◆ YOUR INSTRUCTIONS
Beginning at the line that contains "Mark every instance of the front" and continuing through the end of the records, format each nonblank line as a row of a Markdown table with two columns: Row, holding the row number, and Line, holding the line itself.

* * * * * * * * *

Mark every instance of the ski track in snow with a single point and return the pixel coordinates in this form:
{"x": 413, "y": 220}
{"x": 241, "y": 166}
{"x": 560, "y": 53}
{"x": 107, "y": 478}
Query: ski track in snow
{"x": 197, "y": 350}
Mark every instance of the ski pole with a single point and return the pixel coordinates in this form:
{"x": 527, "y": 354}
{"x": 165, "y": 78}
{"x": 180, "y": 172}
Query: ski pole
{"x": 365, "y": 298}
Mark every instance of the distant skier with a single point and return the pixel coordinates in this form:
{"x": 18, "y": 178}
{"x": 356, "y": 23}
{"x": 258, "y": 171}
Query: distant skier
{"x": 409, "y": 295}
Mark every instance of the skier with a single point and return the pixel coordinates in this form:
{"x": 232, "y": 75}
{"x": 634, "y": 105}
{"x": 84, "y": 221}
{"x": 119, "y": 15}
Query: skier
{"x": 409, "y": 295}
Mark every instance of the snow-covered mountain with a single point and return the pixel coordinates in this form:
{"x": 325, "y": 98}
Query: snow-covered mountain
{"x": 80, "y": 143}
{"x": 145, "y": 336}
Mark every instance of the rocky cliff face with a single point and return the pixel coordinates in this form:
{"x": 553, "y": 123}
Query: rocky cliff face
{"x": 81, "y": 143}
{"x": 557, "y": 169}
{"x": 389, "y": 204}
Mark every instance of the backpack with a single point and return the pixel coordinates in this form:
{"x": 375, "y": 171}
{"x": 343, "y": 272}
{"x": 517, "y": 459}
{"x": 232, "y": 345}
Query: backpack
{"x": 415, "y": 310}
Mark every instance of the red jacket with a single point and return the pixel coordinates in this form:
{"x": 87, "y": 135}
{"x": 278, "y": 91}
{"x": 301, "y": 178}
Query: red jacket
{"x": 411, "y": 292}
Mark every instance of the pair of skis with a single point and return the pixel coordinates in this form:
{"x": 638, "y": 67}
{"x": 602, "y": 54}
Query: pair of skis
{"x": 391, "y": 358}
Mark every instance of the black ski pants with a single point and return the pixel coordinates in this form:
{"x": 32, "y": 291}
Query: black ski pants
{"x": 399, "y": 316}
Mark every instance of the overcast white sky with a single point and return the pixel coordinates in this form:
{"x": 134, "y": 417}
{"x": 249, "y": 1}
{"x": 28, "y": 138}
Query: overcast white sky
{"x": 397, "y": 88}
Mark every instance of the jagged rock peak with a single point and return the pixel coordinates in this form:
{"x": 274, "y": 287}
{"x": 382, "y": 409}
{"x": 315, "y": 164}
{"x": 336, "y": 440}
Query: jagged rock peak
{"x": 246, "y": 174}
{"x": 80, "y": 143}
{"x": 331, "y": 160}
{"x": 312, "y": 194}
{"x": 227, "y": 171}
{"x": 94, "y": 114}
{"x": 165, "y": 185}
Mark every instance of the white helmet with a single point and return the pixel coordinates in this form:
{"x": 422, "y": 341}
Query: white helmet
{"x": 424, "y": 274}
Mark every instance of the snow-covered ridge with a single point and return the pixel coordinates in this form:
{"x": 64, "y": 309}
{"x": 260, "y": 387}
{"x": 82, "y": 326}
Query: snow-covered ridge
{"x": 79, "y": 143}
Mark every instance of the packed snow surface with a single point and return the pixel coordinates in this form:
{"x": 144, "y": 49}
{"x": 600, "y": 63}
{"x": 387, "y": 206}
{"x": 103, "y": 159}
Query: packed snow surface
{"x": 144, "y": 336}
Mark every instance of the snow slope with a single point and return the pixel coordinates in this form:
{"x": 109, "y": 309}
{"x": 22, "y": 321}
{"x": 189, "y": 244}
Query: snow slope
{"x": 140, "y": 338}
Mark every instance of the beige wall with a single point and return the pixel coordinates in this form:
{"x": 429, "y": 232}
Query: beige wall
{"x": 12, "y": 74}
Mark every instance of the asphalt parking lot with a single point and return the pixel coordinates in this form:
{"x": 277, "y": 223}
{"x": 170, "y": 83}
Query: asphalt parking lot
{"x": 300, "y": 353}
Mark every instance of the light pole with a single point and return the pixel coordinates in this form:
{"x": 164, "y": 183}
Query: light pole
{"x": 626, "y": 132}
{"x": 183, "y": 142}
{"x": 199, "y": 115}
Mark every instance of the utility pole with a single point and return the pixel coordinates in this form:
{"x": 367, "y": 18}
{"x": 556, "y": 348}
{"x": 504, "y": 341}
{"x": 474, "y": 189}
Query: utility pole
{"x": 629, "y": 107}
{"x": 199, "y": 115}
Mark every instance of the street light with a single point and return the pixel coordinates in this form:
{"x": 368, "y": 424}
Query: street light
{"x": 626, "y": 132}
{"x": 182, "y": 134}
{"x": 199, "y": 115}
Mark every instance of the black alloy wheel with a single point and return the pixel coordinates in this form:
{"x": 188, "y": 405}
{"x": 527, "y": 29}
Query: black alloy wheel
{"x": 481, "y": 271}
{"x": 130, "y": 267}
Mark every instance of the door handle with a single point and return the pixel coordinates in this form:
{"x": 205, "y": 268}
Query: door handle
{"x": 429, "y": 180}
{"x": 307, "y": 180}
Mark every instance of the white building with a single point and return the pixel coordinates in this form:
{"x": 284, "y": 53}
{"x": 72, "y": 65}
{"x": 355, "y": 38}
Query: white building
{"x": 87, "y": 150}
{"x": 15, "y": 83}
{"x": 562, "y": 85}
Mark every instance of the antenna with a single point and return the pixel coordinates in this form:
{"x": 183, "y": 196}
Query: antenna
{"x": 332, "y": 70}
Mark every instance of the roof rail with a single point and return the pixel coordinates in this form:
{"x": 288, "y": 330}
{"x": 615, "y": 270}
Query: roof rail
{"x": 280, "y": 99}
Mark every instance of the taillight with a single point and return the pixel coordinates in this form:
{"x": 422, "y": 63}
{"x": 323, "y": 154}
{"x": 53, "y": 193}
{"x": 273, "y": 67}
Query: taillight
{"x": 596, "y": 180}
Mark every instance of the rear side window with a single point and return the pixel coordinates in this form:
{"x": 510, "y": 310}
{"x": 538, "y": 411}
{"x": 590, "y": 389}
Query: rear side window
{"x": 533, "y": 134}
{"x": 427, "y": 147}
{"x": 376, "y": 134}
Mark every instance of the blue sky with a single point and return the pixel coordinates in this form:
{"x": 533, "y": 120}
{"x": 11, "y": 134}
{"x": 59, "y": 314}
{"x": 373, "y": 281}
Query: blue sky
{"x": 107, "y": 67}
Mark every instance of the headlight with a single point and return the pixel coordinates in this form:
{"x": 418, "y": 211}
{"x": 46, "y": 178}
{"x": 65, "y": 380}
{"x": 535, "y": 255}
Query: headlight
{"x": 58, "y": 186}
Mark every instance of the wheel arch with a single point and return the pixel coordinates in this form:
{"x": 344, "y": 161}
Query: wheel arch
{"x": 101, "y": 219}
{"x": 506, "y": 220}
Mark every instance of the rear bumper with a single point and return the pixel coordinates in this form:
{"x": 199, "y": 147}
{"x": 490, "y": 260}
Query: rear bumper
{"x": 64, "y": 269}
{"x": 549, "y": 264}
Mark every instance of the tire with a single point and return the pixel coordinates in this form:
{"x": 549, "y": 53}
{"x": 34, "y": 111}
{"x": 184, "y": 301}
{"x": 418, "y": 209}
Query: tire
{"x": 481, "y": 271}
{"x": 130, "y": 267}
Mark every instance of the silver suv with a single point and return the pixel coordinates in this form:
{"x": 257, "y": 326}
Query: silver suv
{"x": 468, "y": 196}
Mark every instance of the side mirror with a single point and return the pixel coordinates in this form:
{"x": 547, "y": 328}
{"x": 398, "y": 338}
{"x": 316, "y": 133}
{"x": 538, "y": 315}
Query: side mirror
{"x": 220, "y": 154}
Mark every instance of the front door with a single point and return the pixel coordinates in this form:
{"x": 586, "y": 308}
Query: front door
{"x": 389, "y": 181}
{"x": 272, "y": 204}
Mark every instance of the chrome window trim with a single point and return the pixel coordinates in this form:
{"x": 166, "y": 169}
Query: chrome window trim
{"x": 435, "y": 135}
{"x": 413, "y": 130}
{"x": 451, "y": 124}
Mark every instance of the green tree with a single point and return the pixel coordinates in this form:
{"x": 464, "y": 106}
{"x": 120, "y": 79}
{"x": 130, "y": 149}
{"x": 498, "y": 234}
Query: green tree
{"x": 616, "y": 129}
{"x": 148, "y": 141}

* * * * * * * * *

◆ WRITTEN ANSWER
| Row | Line |
|---|---|
| 1 | Mark every instance of the front door with a single point and return the pixel coordinates in this form: |
| 2 | {"x": 586, "y": 308} |
| 3 | Query: front door |
| 4 | {"x": 389, "y": 181} |
| 5 | {"x": 272, "y": 204} |
| 6 | Mark every instance of the chrome window trim with a single point and return the pixel coordinates in this form: |
| 7 | {"x": 166, "y": 169} |
| 8 | Query: chrome window trim |
| 9 | {"x": 435, "y": 135} |
| 10 | {"x": 413, "y": 130} |
| 11 | {"x": 451, "y": 124} |
| 12 | Mark every instance of the green tree with a single point and return the pixel coordinates in this form: |
| 13 | {"x": 464, "y": 106} |
| 14 | {"x": 120, "y": 79} |
| 15 | {"x": 130, "y": 149} |
| 16 | {"x": 498, "y": 234} |
| 17 | Query: green tree |
| 18 | {"x": 616, "y": 129} |
| 19 | {"x": 148, "y": 141} |